*What is needed*. In the passage on gambling after losses, why did Forrest and McHale (2016) limit their analysis to gamblers who made at least 50 casino visits a year?

*Document text*.
##############################
Ma et al. (2014) analysed between-session behaviour with online gambling data from Bwin, a major international gambling operator, using accounts of 22,304 new customers that were followed for 8 months. They used week-level aggregated panel data, which included all gambling types available (i.e., poker, casino games, video games and sports betting). Their objective was to study how players’ cumulative outcomes and recent outcomes in gambling predict players’ behaviour in the next week. They found that customers who lose in the previous week tend to cut their bet sizes by around 26% in the following week.

Forrest and McHale (2016) were the first who used survival regression to study between-session loss-chasing behaviour by loyalty card holders playing slot machines at Rank Group casinos over a 4 year period. According to their definition, loss-chasing behaviour was present when a player returned to play after an atypically high losing session sooner than otherwise. Since their empirical model required that an individual engages in multiple consecutive betting sessions, they restricted the analysis to regular gamblers who made at least 50 visits to a casino in a year. They found that for most players, being a loser on the last visit predicts a longer time to the next visit. However, around 2% of players had a tendency to return to play sooner than usual after an atypical loss, which they regarded as an indication of loss-chasing behaviour.

To summarise, the main finding of the studies that analysed the association between prior losses and current betting, gamblers tended to reduce their risk in betting after losing the preceding bet or on a losing visit. This indicates that it is unlikely that the representative bettor is a loss-chaser. However, an exception was Narayanan and Manchanda (2012) who found that land-based casino gamblers reacted in the opposite manner to a losing bet in a gambling session. Ma et al. (2014) discussed possible reasons for this contradictory finding. They commented that ‘In particular, Narayanan and Manchanda (2012) conducted a within-trip analysis of casino visits that is based on the assumption that the outcomes of previous trips do not affect subsequent gambling. Such an assumption might be reasonable for casino gambling, but seems unrealistic for online gambling’. However, Suhonen and Saastamoinen (2018) detected that online horse race bettors actually tend to reduce their bets after a losing bet within a gambling session. Thus, the reason(s) for the contradictory result obtained by Narayanan and Manchanda (2012) remains unclear.
##############################
*Dataset section*.
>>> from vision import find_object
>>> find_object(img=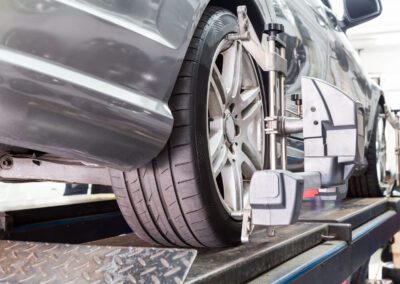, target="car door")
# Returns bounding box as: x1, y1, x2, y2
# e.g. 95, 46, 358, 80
##############################
*Complete output*. Their empirical model required that an individual engage in multiple consecutive betting sessions. They therefore restricted the analysis to regular gamblers with at least 50 casino visits in a year.